Stated task. Find the line that contains "If you could put a point on the snow-covered". Then set down that line and all the lines after it, to the end of the records, exactly and with nothing added.

The data.
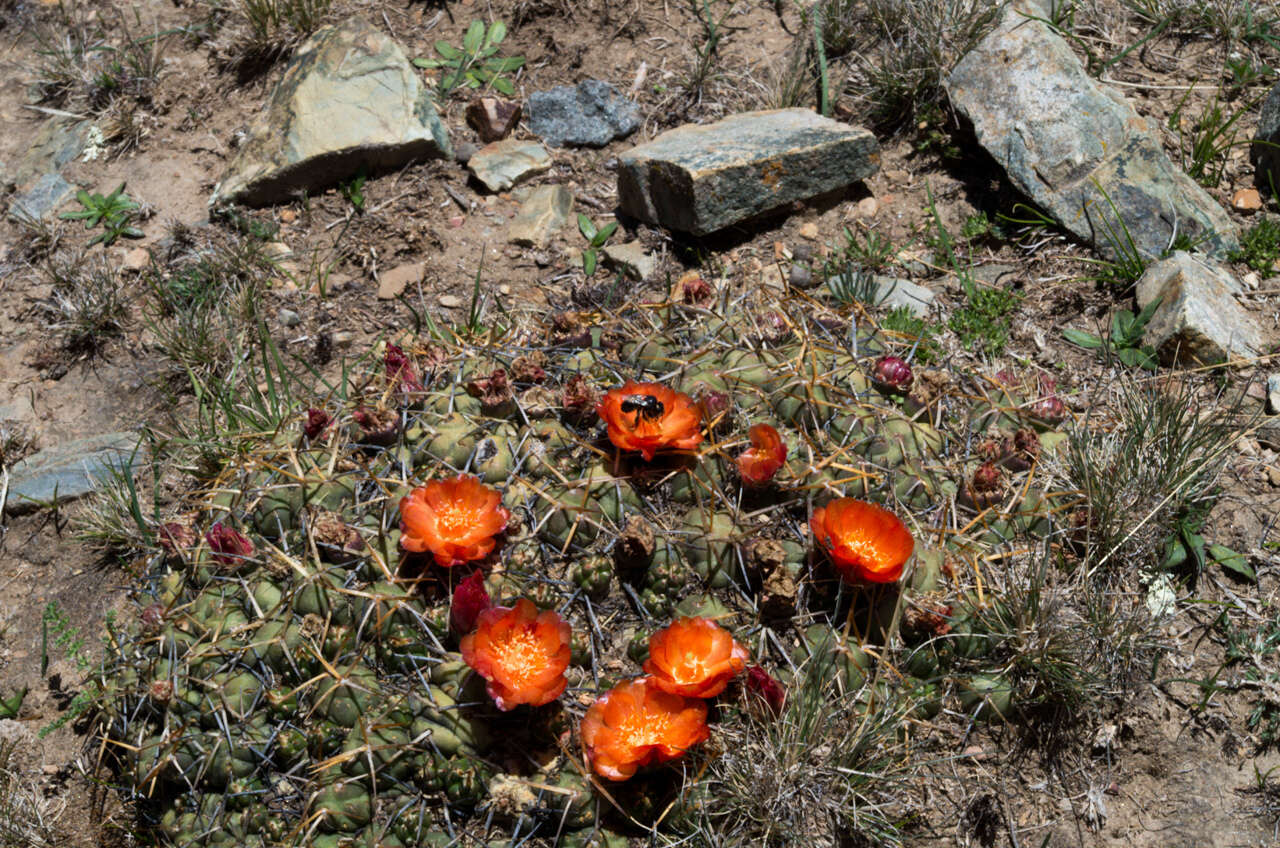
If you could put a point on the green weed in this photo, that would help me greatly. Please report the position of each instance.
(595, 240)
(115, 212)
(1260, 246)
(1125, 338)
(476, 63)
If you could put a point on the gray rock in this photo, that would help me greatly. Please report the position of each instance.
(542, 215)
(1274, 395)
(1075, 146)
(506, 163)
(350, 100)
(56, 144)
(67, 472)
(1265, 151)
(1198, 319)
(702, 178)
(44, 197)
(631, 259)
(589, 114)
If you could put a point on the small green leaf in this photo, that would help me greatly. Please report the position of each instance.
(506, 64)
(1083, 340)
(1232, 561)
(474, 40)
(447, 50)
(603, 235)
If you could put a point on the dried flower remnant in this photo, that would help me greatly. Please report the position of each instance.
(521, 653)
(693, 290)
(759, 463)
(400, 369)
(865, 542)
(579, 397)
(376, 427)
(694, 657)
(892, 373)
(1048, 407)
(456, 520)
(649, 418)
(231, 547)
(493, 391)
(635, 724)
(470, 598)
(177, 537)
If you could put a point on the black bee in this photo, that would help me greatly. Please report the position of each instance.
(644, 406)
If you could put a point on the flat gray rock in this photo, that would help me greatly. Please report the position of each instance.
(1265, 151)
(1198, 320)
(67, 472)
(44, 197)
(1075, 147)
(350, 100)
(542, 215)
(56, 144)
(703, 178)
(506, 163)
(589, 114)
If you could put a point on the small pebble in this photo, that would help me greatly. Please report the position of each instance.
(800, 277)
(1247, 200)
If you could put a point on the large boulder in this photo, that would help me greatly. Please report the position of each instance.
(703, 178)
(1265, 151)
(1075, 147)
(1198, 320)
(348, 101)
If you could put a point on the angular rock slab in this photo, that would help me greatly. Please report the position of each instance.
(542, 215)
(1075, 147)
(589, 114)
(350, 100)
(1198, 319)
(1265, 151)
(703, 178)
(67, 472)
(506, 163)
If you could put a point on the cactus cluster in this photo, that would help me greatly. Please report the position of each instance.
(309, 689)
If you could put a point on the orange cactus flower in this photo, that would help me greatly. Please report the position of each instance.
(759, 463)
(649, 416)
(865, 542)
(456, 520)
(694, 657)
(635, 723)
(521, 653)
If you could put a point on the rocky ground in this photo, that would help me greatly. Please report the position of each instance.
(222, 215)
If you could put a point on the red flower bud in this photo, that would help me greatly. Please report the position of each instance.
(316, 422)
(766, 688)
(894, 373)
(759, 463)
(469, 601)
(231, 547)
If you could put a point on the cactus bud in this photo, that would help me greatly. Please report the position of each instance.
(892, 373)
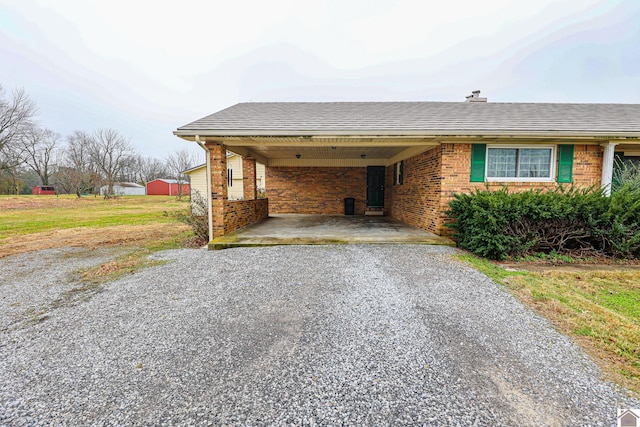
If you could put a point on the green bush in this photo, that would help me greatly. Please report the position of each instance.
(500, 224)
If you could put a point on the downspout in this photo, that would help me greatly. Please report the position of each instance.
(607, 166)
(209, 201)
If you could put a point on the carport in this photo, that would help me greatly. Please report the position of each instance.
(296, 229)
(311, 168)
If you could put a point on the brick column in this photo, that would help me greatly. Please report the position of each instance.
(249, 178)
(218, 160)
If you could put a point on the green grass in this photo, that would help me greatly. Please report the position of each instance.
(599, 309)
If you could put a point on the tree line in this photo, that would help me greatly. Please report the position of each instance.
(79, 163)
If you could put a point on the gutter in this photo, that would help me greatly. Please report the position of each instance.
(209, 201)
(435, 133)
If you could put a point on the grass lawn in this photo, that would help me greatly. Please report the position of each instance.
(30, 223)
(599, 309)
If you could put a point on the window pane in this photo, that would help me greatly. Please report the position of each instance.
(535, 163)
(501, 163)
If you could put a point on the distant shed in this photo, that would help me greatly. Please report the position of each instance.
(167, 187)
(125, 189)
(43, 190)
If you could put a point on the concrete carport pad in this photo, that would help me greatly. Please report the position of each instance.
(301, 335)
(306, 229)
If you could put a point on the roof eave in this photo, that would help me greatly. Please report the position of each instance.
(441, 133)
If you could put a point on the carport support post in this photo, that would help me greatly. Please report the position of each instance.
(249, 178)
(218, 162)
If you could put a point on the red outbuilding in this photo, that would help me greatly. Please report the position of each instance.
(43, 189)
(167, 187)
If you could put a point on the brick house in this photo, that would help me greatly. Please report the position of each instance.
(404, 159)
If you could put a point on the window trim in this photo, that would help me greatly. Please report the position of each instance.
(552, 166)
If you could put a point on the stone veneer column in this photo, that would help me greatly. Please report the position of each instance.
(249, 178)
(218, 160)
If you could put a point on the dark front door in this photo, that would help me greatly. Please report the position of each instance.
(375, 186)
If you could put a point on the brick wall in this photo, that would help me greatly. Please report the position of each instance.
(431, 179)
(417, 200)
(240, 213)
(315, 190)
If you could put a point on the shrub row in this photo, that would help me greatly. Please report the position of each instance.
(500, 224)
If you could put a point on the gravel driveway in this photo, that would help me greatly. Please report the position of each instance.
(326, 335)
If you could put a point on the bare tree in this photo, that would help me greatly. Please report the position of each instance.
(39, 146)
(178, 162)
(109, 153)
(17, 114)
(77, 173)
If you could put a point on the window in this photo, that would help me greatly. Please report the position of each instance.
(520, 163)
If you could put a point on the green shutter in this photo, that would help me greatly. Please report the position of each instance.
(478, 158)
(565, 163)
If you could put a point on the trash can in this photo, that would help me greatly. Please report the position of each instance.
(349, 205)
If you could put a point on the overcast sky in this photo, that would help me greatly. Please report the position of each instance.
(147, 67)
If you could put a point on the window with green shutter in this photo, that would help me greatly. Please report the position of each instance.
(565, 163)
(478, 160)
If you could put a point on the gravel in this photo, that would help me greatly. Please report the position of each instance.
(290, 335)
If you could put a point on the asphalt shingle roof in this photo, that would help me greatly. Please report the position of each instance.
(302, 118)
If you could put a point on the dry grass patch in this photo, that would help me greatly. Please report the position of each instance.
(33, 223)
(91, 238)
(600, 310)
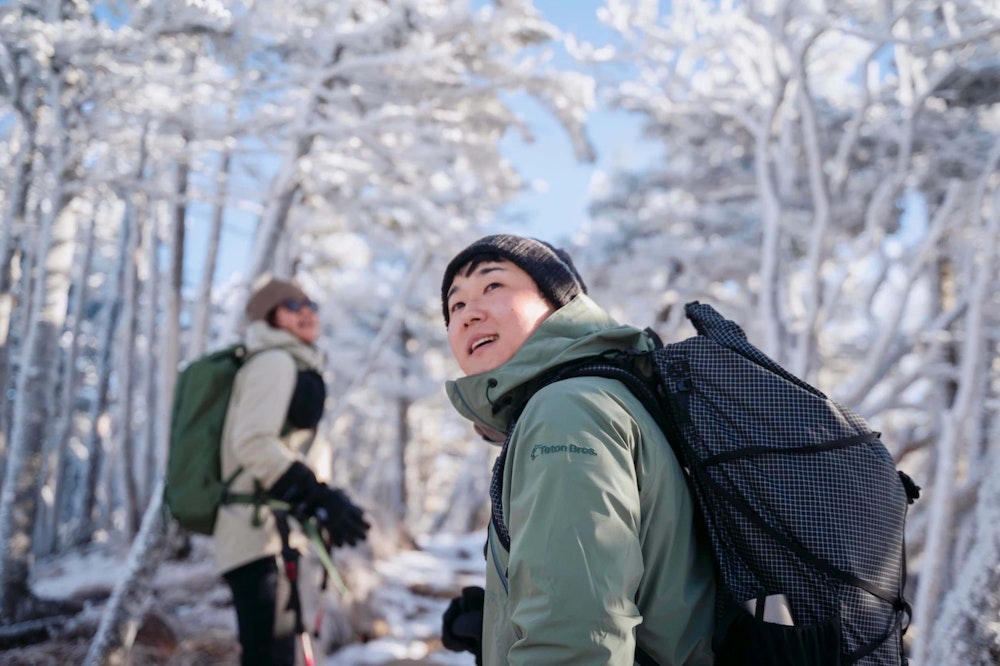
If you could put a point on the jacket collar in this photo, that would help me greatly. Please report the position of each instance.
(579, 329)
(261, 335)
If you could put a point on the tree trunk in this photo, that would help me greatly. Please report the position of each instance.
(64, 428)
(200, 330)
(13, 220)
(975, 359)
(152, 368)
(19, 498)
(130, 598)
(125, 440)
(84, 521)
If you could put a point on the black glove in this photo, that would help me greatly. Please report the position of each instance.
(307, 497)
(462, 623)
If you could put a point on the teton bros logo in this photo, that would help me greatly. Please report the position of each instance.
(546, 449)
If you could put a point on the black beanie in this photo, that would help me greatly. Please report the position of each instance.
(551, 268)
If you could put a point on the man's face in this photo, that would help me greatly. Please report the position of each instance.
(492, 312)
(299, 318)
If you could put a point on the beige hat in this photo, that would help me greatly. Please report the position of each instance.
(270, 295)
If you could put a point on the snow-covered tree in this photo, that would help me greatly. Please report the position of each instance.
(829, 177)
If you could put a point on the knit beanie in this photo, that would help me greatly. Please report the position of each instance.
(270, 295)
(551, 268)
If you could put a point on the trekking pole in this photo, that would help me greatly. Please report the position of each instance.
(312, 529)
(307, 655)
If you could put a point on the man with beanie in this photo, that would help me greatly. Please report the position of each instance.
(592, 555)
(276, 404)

The solution.
If you could put a point on the snow-covered tree in this photo, that would help me greatly. Please report the position of each instance.
(829, 177)
If you could put a point on the knit beanie in this photo, that would help me greatly. Please report the position of each instance.
(270, 295)
(551, 268)
If you could put a point on the trekking pole in this photo, that would help me greatly. Please report the position of each instance.
(312, 529)
(307, 655)
If you could put a point on the man with beanie in this photo, that would help me greatly. Please report the position of each instance.
(592, 555)
(276, 404)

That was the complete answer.